▸ Problem description:
Each entry must be printed again without a single change.

______

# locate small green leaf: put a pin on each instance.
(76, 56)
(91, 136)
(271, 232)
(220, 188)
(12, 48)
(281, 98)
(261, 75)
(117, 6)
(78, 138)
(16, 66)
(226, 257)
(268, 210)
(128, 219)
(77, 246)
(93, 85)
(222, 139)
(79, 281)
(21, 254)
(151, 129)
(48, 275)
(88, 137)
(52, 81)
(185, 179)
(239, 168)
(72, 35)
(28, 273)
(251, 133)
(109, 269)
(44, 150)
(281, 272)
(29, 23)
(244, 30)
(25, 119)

______

▸ Exercise solution:
# locate small green leaf: put a pin on each instance.
(76, 56)
(91, 136)
(271, 232)
(220, 188)
(12, 48)
(281, 98)
(261, 75)
(117, 6)
(78, 138)
(16, 66)
(226, 257)
(268, 210)
(128, 219)
(77, 246)
(93, 85)
(222, 139)
(79, 281)
(21, 254)
(151, 129)
(48, 275)
(88, 137)
(52, 81)
(185, 179)
(239, 168)
(72, 35)
(28, 273)
(251, 133)
(109, 269)
(44, 150)
(281, 272)
(29, 23)
(244, 30)
(25, 119)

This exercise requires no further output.